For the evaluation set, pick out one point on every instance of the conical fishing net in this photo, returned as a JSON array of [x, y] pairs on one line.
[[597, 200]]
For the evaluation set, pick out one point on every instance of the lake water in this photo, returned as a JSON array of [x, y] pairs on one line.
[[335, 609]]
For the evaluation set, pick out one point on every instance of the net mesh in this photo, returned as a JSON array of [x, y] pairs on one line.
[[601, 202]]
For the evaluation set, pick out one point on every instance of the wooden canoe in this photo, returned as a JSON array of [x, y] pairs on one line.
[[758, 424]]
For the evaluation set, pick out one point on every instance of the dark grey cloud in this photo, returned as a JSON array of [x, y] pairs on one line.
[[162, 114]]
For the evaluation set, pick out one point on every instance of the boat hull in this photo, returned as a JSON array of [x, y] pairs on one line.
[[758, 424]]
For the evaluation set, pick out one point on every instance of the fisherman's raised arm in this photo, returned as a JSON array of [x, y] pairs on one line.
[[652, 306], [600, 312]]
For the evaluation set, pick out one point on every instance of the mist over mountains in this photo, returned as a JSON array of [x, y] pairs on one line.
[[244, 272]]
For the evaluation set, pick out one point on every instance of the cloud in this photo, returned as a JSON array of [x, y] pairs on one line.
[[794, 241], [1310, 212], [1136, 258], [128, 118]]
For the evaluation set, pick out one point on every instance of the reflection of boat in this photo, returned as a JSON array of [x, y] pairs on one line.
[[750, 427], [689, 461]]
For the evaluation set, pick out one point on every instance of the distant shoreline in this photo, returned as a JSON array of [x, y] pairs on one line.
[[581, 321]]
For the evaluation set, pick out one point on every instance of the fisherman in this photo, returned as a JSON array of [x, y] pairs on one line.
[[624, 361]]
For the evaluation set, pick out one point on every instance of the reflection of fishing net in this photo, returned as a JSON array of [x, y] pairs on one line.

■ ■ ■

- THE EXERCISE:
Starting at the top of the listing and stopping after the line that contains "[[335, 609]]", write out every line again, raising each coordinate in the answers by 106 and keeping all other wording unchanged.

- ANSWER TO THE PROBLEM:
For the evaluation set, pick out one point on every instance of the conical fishing net in this photo, returned as a JSON array of [x, y] pairs on one line.
[[703, 306]]
For the evaluation set, pick out one point on every instance of the lake water in this photo, returned as a JSON array of [x, y] pairs on one line.
[[441, 715]]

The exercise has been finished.